* _PROVIDED PASSAGE_
Nearly a decade ago, British documentarian and critic Mark Cousins completed his magnum opus, a 15-hour survey of cinema history called The Story of Film: An Odyssey. It was an idiosyncratic tour, a self-styled “road movie” that elevated the work of directors from typically neglected parts of the globe and subverted the dominant, Hollywood-centric narrative. Now Cousins is back, having apparently noticed something of a lacuna in his previous work, with the awkwardly titled but nonetheless fascinating companion piece, Women Make Film: A New Road Movie Through Cinema.
Women Make Film comprises 14 one-hour episodes and is divided into 40 chapters, each dealing with a different aspect of the filmmaking process. Some are structural: “Openings,” “Introducing a Character.” Others are formal: “Tracking,” “Framing,” “Editing.” Still others are thematic: “Adult/Child,” “Politics,” “Memory.” Covering two or three of these topics per episode, Cousins illustrates them with a barrage of clips from films both celebrated and obscure, each of them directed by a woman. The narrators who speak Cousins’ words are all women, including Tilda Swinton, Jane Fonda, and Debra Winger.
Is there something slightly disconcerting about a man employing women to voice his thoughts on the work of female filmmakers? In the abstract, surely. But Cousins’ approach doesn’t involve any attempt to explore these directors as “women directors” per se. Rather, Women Make Film (I keep wanting to append a “Too, You Know” to the end of the title) positions itself as, despite its title, a survey of 120 years of movies that just happens to use only female-directed work to make its points.
Thus, nowhere in these 14 hours is there a discussion of the whys and wherefores of female exclusion from the ranks of directors, especially in America. Nor is there any pontification about possible ways that films made by women differ from those made by men. What societal and/or psychological factors are responsible for the even more extreme exclusion of women from genres such as action films, or Westerns, or science fiction. How romantic and sexual relationships are treated differently in films made by women than in those made by men? Do female-made movies avoid the male gaze that has dominated cinema since its inception or do they subvert it for their own purposes? Topics like these get little to no treatment—and that’s OK.

* _RAW DATA_
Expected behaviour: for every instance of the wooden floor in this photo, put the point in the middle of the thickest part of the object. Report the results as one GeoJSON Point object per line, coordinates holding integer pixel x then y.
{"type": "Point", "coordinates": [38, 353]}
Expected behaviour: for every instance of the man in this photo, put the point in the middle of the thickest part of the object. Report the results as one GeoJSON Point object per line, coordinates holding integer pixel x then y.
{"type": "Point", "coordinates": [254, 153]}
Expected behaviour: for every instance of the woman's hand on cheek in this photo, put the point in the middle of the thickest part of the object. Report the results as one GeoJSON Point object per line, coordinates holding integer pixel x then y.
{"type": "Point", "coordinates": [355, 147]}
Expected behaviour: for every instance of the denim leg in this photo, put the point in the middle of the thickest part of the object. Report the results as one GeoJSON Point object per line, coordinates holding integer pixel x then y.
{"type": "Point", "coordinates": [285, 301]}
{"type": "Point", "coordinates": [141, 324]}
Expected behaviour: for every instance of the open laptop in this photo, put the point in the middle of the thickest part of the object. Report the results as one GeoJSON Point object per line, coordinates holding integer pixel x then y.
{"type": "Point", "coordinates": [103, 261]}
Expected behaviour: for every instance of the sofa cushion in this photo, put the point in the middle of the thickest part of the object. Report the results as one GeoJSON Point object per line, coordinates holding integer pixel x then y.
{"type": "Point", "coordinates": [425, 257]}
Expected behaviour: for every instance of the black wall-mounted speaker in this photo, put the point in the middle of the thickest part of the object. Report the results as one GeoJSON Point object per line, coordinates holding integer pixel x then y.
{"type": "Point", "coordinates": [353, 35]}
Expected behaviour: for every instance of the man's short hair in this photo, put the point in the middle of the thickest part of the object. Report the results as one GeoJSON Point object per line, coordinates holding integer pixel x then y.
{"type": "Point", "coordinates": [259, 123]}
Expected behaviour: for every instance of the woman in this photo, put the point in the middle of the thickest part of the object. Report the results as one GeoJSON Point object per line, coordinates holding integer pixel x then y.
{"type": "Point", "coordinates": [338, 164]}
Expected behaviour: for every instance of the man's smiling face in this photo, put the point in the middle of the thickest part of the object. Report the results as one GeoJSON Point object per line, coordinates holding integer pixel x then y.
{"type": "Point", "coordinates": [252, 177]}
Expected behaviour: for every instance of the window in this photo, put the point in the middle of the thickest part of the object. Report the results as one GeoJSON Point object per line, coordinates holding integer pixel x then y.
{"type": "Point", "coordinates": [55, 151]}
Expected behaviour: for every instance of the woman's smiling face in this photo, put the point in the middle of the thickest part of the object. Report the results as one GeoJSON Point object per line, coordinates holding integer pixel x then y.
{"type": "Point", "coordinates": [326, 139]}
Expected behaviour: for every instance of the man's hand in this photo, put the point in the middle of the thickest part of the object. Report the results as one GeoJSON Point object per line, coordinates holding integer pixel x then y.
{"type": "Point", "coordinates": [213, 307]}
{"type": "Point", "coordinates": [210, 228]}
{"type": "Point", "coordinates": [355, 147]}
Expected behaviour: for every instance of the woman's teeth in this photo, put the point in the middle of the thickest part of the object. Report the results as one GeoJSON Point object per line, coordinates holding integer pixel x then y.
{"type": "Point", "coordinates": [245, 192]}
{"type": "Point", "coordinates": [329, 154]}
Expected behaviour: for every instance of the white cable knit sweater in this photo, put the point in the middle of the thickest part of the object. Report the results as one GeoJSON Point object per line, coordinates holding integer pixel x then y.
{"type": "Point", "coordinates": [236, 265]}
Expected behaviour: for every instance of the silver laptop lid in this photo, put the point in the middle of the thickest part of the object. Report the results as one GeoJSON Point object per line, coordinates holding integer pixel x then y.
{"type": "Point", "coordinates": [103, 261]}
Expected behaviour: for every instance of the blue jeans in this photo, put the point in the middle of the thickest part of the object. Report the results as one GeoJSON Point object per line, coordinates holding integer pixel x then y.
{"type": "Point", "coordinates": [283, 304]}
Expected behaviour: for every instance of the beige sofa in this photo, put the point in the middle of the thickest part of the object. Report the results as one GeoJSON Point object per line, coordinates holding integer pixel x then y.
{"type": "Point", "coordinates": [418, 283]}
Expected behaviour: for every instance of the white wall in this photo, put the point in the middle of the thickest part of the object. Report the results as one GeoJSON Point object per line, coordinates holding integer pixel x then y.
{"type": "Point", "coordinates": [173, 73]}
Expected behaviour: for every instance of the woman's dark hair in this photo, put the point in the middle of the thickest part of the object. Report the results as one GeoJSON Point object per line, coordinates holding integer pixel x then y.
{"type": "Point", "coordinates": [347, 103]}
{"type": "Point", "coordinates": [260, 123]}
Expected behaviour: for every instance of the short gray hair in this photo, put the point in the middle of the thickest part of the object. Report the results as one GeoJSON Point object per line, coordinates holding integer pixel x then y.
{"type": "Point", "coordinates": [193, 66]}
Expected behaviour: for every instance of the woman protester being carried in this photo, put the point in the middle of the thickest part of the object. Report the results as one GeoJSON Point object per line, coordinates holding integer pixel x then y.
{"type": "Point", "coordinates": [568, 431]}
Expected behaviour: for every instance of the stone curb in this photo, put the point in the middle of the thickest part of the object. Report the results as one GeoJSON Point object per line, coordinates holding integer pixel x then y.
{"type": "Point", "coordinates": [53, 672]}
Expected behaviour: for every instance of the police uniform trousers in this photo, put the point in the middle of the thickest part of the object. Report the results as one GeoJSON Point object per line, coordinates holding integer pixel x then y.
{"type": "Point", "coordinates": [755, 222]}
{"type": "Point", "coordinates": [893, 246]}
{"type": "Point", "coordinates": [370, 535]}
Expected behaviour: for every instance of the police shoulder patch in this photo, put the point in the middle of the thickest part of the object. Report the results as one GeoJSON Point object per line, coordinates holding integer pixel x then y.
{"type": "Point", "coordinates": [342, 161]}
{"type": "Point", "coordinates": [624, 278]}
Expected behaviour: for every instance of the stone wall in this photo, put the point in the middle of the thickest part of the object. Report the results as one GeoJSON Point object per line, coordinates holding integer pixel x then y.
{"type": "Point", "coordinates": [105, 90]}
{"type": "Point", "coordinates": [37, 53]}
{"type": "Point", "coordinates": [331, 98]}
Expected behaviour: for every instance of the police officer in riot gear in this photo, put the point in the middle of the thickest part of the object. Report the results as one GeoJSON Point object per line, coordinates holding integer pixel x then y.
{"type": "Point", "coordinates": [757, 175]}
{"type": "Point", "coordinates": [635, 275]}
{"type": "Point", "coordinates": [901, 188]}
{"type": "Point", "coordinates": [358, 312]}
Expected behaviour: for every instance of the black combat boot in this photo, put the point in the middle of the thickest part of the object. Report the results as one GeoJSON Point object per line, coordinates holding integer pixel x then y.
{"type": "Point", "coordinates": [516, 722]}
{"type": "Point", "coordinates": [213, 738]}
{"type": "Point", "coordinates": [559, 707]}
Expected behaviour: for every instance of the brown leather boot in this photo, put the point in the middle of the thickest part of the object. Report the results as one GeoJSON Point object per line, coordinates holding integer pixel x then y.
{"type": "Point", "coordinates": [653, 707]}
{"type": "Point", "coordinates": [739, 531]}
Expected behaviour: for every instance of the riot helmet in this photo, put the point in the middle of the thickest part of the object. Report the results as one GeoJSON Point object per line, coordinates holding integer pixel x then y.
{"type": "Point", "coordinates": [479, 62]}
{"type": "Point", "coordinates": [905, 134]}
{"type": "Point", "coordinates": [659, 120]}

* _SHORT EXERCISE_
In the review of Women Make Film, how many one-hour episodes and how many chapters make up the series?

* _EXPECTED ANSWER_
14 one-hour episodes and 40 chapters.